Извлеките из раздела документа дословный отрывок от слов «Кстати, обратим внимание, что, насколько» до слов «Они НРАВСТВЕННО ЕДИНЫ.» включительно.

### Раздел документа
******

Я привел эти цитаты в переводе на современный русский, поскольку здесь нам важен лишь основной смысл, анализ же текста как такового был бы излишним. Итак, мы видим, что поход Игоря и Всеволода – мероприятие, по мысли автора, неправедное, и стрелы, сыплющиеся на их войско, - по всей видимости, наказание за это. Причины же неправедности похода – НРАВСТВЕННЫЕ, причем нравственный момент тут перекликается с тем, который присутствует в отрывках с Хорсом и Дажбогом: этот поход может косвенно повлечь за собой дестабилизацию внутри самой Русской земли и пробудить ненавистные поэту смуты. И Стрибогу это явление неугодно, видимо, так же, как Хорсу и Дажбогу, если его «чада» (в каком бы смысле это ни понимать) «наказывают» тех, кто затеял войну. Будь Стрибог кем-то вроде Ареса, он был бы рад-радешенек потасовке. А на деле – совсем не ясно, ХОЧЕТ ли он наказывать русских. Ведь не он САМ посылает стрелы, их полет – не выполнение его декларируемой ВОЛИ, а, очень возможно – так чувствуется по тексту, - некая отвлеченно-неизбежная в силу высшей справедливости кара.
Кстати, обратим внимание, что, насколько это поддается прослеживанию, все трое – и Хорс, и Дажбог, и Стрибог, - ставятся автором в одну, в высшей степени согласованную позицию по отношению к происходящему. Они НРАВСТВЕННО ЕДИНЫ.

******

### Извлеченные строки

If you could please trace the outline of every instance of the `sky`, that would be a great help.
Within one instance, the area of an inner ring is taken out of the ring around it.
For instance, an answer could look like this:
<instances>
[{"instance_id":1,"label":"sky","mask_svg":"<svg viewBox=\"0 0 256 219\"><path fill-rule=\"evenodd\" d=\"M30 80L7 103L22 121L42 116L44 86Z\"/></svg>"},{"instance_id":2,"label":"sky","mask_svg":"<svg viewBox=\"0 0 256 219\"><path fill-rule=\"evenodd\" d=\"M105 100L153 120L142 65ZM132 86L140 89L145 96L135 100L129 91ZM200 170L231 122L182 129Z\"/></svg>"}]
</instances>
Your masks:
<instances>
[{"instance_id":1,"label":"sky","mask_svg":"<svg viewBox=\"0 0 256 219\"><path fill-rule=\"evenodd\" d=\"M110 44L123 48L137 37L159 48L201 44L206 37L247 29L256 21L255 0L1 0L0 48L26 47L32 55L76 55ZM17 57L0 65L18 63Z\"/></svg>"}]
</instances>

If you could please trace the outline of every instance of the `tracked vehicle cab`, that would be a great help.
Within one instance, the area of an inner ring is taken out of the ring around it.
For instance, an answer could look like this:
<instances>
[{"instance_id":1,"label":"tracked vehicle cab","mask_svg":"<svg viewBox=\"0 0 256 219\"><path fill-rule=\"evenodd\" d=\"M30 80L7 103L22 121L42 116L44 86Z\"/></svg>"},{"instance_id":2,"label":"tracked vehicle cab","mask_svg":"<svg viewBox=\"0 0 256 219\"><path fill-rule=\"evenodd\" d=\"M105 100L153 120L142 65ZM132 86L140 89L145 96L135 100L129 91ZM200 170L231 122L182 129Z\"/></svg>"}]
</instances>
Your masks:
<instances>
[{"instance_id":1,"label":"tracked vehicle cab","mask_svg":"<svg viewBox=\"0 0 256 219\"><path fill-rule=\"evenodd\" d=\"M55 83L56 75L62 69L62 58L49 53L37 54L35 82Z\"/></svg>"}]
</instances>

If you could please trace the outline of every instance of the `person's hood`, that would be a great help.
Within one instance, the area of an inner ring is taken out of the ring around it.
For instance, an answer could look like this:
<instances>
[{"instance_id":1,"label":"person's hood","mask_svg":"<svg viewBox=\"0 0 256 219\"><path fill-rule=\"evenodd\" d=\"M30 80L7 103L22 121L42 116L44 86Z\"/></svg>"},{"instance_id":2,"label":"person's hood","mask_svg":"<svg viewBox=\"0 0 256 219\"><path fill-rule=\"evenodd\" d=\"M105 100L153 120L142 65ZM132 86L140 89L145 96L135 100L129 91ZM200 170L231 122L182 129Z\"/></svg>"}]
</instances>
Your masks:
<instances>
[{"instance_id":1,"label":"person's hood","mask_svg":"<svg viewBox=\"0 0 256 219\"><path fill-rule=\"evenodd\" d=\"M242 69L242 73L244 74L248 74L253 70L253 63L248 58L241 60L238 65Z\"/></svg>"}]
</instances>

******

### Результат упражнения
Кстати, обратим внимание, что, насколько это поддается прослеживанию, все трое – и Хорс, и Дажбог, и Стрибог, - ставятся автором в одну, в высшей степени согласованную позицию по отношению к происходящему. Они НРАВСТВЕННО ЕДИНЫ.